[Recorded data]

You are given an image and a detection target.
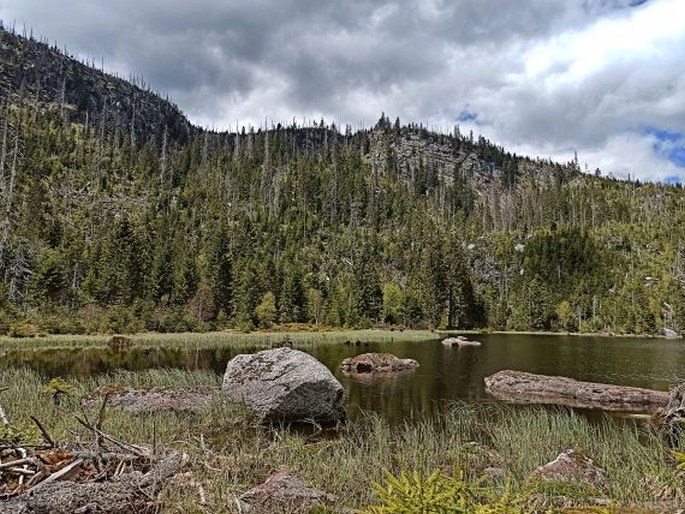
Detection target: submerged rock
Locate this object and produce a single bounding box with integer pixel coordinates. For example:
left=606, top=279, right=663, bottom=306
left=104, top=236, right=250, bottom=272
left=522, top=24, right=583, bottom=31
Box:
left=442, top=336, right=480, bottom=346
left=485, top=370, right=668, bottom=412
left=223, top=347, right=345, bottom=422
left=239, top=473, right=338, bottom=514
left=107, top=335, right=133, bottom=352
left=340, top=353, right=419, bottom=373
left=531, top=450, right=609, bottom=489
left=82, top=385, right=217, bottom=414
left=663, top=328, right=681, bottom=339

### INSTRUCTIONS TO FOLLOW
Count the lines of the records above that contain the string "right", and give only that number.

### ANSWER
12